[start of Given data]

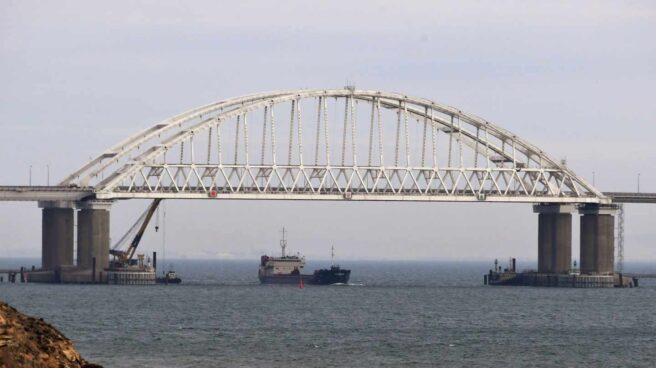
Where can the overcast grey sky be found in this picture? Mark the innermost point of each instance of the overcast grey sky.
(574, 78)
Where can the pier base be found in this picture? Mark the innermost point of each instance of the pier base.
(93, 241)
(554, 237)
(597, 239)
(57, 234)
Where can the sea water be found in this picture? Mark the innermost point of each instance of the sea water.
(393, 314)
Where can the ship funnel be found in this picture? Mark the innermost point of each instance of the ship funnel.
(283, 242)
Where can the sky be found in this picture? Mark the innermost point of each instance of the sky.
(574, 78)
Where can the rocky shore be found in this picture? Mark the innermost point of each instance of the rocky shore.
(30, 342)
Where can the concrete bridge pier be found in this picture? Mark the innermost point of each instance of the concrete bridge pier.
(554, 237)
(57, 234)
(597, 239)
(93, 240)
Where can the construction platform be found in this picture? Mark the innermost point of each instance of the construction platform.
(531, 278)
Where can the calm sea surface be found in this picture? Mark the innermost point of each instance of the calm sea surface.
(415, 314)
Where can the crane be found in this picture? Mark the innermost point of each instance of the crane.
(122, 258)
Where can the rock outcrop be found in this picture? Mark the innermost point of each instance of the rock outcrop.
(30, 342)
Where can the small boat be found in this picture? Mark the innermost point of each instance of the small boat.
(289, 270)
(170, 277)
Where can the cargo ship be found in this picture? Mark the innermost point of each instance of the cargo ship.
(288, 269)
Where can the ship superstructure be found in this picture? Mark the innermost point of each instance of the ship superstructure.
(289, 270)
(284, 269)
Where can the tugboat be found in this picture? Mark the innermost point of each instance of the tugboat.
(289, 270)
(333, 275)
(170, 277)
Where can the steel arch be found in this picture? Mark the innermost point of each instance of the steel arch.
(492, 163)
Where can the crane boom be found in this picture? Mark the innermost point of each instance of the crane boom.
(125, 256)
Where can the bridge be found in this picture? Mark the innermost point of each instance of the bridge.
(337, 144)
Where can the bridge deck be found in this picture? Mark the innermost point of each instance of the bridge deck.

[end of Given data]

Locate the line that contains "Where can the small", then please quote it and every line after it to the end of the entries above, exactly and with nothing else.

Where can the small boat be found in this picture? Mark the innermost point of each instance of the small boat.
(289, 270)
(170, 277)
Where can the cargo ship be found in this picture? Mark the innermost point of each instance of the cargo ship.
(288, 269)
Where can the ship superstructure be found in this picture? Mark the innermost point of each instance of the ship superstructure.
(289, 270)
(284, 269)
Where can the tugboat be found in this picture? Mark the innermost point of each instance of the tugboat.
(289, 270)
(333, 275)
(170, 277)
Where can the steel arch be found in this picture? Mark the innermost point of each instance of the steel arch.
(492, 163)
Where can the crane boom be found in this picture? Mark the innermost point of each instance of the crane boom.
(125, 256)
Where can the bridge be found in this picture? Mark the innermost point of each instance of the bridge.
(337, 144)
Where can the bridge deck be found in this picture? Mark the innermost point of each instance of the bridge deck.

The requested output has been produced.